═════ DATASET ROWS

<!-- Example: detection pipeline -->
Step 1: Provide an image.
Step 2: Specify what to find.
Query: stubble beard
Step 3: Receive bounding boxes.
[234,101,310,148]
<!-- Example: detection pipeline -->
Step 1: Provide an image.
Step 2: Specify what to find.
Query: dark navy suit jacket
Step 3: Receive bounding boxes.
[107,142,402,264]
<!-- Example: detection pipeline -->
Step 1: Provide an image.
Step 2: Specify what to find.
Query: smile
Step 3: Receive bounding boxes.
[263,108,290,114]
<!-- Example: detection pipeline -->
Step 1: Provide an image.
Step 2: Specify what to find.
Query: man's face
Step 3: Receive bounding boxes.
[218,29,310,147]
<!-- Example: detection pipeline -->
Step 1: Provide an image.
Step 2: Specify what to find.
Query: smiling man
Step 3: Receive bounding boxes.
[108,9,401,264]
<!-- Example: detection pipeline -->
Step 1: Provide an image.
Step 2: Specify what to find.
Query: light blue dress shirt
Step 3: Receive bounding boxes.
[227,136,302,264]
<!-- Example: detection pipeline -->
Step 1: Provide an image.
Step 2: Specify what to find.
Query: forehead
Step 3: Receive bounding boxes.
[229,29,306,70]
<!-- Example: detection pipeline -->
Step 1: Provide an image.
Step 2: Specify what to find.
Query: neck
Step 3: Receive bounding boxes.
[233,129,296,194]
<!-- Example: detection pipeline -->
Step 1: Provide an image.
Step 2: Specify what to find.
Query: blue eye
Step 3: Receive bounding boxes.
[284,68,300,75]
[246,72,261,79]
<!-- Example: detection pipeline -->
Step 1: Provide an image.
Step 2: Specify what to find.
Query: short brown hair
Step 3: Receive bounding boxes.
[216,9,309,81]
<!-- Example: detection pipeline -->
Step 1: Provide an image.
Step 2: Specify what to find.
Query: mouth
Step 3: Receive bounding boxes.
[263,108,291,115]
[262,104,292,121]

══════════

▶ WORK TO BE COMPLETED
Can you quote all of the rows above word for word, keeping every line unchanged and in its original order?

▶ RESULT BELOW
<!-- Example: detection pipeline -->
Step 1: Provide an image.
Step 2: Specify what to find.
Query: stubble beard
Step 3: Receive bounding boxes.
[234,101,310,148]
<!-- Example: detection pipeline -->
Step 1: Provide an image.
Step 2: Specify what to find.
Query: dark navy suit jacket
Step 3: Receive bounding boxes.
[107,142,402,264]
<!-- Example: detection pipeline -->
Step 1: Provide an image.
Step 2: Specify what to find.
Query: smile
Step 3: Receive bounding boxes.
[263,108,290,114]
<!-- Example: detection pipeline -->
Step 1: Provide an image.
Step 2: Specify what to find.
Query: man's face
Step 3: Receive bounding boxes.
[218,29,310,147]
<!-- Example: detection pipeline -->
Step 1: Provide an image.
Step 2: Specify what to find.
Query: smiling man
Step 3: Receive bounding boxes.
[108,9,401,264]
<!-- Example: detection pipeline -->
Step 1: Provide an image.
Step 2: Specify what to find.
Query: light blue dress shirt
Step 3: Receive bounding boxes.
[227,136,302,264]
<!-- Example: detection pipeline -->
Step 1: Provide an image.
Step 2: Specify what to find.
Query: forehead
Step 3: Receive bounding boxes.
[229,29,306,70]
<!-- Example: detection pipeline -->
Step 1: Provide an image.
Step 2: Specify what to find.
Query: neck
Step 3: Receive bounding boxes.
[233,129,296,194]
<!-- Example: detection pipeline -->
Step 1: Provide an image.
Step 2: Specify what to find.
Query: blue eye
Step 3: Receive bounding boxes.
[284,68,300,75]
[246,72,261,79]
<!-- Example: detection pipeline -->
Step 1: Provide an image.
Step 2: Specify what to find.
Query: short brown hair
Step 3: Receive bounding boxes.
[216,9,309,81]
<!-- Example: detection pipeline -->
Step 1: Provide an image.
Step 2: Specify what to find.
Query: mouth
Step 3: Receive bounding boxes.
[263,108,291,115]
[262,104,292,121]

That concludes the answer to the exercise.